» **PROVIDED RECORDS**
□ □ □

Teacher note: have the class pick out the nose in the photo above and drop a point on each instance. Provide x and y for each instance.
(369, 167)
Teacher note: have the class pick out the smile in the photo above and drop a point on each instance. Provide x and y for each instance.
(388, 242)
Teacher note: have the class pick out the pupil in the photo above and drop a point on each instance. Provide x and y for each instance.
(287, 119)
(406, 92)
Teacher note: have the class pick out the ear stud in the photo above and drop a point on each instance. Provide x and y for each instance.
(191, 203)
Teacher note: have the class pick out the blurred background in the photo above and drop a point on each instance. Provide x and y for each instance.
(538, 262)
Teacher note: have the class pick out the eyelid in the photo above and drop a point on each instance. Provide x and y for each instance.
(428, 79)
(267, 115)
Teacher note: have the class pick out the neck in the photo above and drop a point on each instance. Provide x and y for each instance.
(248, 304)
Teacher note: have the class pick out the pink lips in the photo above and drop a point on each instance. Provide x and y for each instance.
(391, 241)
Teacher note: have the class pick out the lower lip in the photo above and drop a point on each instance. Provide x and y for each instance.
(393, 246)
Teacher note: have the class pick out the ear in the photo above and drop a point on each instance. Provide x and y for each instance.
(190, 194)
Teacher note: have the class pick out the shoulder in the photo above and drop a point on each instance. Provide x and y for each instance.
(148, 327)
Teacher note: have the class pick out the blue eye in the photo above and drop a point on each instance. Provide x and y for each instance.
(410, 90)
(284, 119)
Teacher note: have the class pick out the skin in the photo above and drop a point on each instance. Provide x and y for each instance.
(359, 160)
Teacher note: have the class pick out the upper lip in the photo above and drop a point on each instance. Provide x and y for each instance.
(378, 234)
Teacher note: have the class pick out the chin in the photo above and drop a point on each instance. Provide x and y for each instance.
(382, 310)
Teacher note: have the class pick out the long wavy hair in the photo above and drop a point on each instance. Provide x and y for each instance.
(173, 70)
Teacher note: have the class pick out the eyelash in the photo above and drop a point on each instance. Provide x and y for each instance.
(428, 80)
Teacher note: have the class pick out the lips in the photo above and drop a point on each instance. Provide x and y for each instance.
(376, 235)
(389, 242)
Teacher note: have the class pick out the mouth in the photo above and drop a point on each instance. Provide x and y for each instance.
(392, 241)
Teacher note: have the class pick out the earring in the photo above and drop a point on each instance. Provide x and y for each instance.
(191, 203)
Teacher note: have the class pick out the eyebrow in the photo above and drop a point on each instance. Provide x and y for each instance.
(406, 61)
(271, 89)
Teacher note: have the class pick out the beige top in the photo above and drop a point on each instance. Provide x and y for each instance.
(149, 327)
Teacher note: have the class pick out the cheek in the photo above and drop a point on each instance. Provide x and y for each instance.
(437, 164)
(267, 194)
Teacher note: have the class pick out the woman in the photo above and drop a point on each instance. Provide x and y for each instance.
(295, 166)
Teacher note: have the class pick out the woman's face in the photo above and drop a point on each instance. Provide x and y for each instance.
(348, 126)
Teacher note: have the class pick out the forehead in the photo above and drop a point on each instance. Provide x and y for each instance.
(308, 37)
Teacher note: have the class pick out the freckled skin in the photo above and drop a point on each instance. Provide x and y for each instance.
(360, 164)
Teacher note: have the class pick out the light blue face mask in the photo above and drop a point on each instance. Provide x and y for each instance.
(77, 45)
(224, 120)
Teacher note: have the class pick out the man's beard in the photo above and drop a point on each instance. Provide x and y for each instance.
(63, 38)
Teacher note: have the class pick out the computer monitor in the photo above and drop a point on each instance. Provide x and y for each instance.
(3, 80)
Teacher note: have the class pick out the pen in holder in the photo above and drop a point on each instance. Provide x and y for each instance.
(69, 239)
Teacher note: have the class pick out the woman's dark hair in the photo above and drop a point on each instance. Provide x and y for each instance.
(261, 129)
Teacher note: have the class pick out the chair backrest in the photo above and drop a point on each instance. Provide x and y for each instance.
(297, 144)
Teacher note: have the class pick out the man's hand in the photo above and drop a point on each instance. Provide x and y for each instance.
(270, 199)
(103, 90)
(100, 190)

□ □ □

» **INSTRUCTIONS TO FOLLOW**
Write out the records again, exactly as given.

» **WRITTEN RESPONSE**
Teacher note: have the class pick out the nose in the photo above and drop a point on each instance. Provide x and y for each instance.
(369, 167)
Teacher note: have the class pick out the smile in the photo above and drop a point on each instance. Provide x and y for each instance.
(388, 242)
Teacher note: have the class pick out the pupil in the photo above and drop a point on each instance. Provide x and y for each instance.
(287, 119)
(406, 92)
Teacher note: have the class pick out the ear stud in the photo above and drop a point on each instance. Provide x and y for each instance.
(191, 203)
Teacher note: have the class pick out the blurred background in the photo above and drop a point on each instance. Provide x and y for each instance.
(538, 262)
Teacher note: have the class pick out the eyelid in the photo above and drop a point on each instance. Provide x and y for each instance.
(428, 79)
(267, 115)
Teacher note: have the class pick out the neck in the photo above and drop a point on each instance. Provide x and y for each instance.
(248, 304)
Teacher note: have the class pick out the pink lips in the photo above and drop a point on each instance. Provide x and y for each instance.
(391, 241)
Teacher note: have the class pick out the lower lip in the photo above and drop a point on each instance. Provide x and y for each instance.
(393, 246)
Teacher note: have the class pick out the ear in the photo above and drop a point on each instance. Provide x and y for each instance.
(190, 194)
Teacher note: have the class pick out the shoulder in the photo above and drop a point on each instance. Provide x and y for each instance.
(148, 327)
Teacher note: have the class pick out the blue eye in the photo above and drop a point on each instance. Provide x and y for each instance.
(410, 90)
(284, 119)
Teacher note: have the class pick out the skin in the photo above and drop a point on each instance. Provide x and y for each instance.
(359, 160)
Teacher note: have the class pick out the upper lip in the photo above and drop a point on each instance. Provide x and y for each instance.
(378, 234)
Teacher note: have the class pick out the chin in the photo above and drop a point on each instance. Provide x and y for each instance.
(382, 310)
Teacher note: have the class pick out the long wavy hair in the photo above and drop a point on each instance. Provide x and y for each instance.
(173, 70)
Teacher note: have the class pick out the eyelash in the photo above and drop a point on each instance. Provide x and y for each instance.
(428, 80)
Teacher note: have the class pick out the lips in the photo above and drop a point on each instance. Provide x and y for each instance.
(376, 235)
(389, 242)
Teacher note: have the class pick out the mouth in the photo above and drop a point on each instance. Provide x and y for each instance.
(392, 241)
Teacher note: have the class pick out the earring in the photo above and drop a point on each instance. Provide x and y for each instance.
(191, 203)
Teacher note: have the class pick out the eyebrow in the photo above and drop a point on each instance. Provide x and y for each instance.
(406, 61)
(271, 89)
Teacher note: have the class pick out the beige top in the photo above and drop a point on each instance. Provide x and y for each instance.
(149, 327)
Teacher note: have the class pick out the cheek in the photo above and drop a point on each instance. Provide x and y for each instance.
(437, 164)
(267, 194)
Teacher note: have the class pick out the woman in the photo above and drop a point on each instance. Provide x and y for each instance.
(295, 166)
Teacher note: have the class pick out the woman's face in the photo above and drop a point on each instance. Provide x and y for each instance.
(348, 126)
Teacher note: have the class pick out the forehead in the photo above and drop a point on each instance. Provide x and y for each instance.
(308, 37)
Teacher note: have the class pick out the freckled skin in the photo above and drop a point on each instance. Provide x and y for each instance.
(360, 164)
Teacher note: have the class pick out the light blue face mask in the photo above and drop a point on each instance. Provide x and y for each instance.
(77, 45)
(224, 120)
Teacher note: have the class pick out the man's beard in the photo above and drop a point on each instance. Provide x and y for each instance.
(63, 38)
Teacher note: have the class pick out the computer monitor in the photo above and drop a point on each instance. Provide x and y for each instance.
(3, 80)
Teacher note: have the class pick out the pen in holder in the photo above and drop a point on each instance. Provide x and y for each instance.
(69, 239)
Teacher note: have the class pick out the woman's dark hair in the photo above and drop a point on each instance. Provide x and y for each instance.
(261, 129)
Teacher note: have the class pick out the chair backrest in the photo above and drop a point on each instance. Provide x and y for each instance.
(297, 144)
Teacher note: have the class pick out the man's hand in the photo above and drop a point on each instance. Provide x and y for each instance.
(270, 199)
(103, 90)
(100, 190)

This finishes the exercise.